● **GIVEN INSTRUCTION**
Reproduce word for word the stretch of entries from the line containing "Where can the satellite" through the line containing "point(402, 365)", including both of those lines and nothing else.

● **TASK INPUT**
------------------------
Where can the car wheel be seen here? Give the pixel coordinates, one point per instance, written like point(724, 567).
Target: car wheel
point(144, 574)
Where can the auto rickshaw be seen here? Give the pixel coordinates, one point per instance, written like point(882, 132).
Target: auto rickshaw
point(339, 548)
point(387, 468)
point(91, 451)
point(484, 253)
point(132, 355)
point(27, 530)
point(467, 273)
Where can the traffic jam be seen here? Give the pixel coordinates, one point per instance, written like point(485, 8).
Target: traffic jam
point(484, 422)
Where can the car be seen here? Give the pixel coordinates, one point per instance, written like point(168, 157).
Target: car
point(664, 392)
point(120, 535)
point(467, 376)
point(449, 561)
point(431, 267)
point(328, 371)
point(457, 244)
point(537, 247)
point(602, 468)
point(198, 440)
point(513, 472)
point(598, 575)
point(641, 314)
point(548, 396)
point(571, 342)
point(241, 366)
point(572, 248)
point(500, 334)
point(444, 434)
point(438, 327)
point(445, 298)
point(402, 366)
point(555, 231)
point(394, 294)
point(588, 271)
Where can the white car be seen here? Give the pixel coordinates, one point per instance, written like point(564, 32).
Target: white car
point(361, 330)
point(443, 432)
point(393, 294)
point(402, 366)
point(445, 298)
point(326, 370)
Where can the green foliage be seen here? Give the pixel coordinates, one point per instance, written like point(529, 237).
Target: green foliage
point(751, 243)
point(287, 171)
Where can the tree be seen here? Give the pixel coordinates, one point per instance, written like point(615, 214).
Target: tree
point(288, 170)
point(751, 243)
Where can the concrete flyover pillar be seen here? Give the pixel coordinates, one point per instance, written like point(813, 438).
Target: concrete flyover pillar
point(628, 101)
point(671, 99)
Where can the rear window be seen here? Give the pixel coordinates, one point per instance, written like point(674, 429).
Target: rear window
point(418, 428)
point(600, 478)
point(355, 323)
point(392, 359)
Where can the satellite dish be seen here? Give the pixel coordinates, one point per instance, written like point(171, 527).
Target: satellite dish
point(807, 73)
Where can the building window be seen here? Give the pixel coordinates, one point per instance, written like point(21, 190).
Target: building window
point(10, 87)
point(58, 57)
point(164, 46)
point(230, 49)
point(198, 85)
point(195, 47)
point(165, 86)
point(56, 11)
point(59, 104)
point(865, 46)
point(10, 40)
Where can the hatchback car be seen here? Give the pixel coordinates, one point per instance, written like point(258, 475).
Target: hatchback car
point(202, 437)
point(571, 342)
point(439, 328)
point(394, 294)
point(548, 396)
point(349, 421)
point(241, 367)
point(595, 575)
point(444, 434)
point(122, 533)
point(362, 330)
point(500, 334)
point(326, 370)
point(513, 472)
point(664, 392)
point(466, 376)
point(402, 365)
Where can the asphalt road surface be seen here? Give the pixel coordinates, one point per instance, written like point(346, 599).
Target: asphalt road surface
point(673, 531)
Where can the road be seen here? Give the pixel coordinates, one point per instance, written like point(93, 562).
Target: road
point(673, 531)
------------------------
● **OUTPUT**
Where can the satellite dish be seen here? Give the pixel coordinates, one point per instance, written like point(171, 527).
Target: satellite dish
point(807, 73)
Where can the building window be seen here? Give the pixel coordinates, one point per instance, written like point(21, 190).
Target: building window
point(10, 87)
point(58, 57)
point(164, 46)
point(230, 49)
point(198, 85)
point(195, 47)
point(165, 86)
point(56, 11)
point(59, 104)
point(865, 46)
point(10, 40)
Where can the hatchback car be seen here? Give the pixel coordinates, one point per instance, written like point(258, 475).
Target: hatchback car
point(202, 437)
point(571, 342)
point(439, 328)
point(394, 294)
point(548, 396)
point(349, 421)
point(241, 367)
point(595, 575)
point(444, 434)
point(122, 533)
point(362, 330)
point(500, 334)
point(326, 370)
point(513, 472)
point(664, 392)
point(466, 376)
point(402, 365)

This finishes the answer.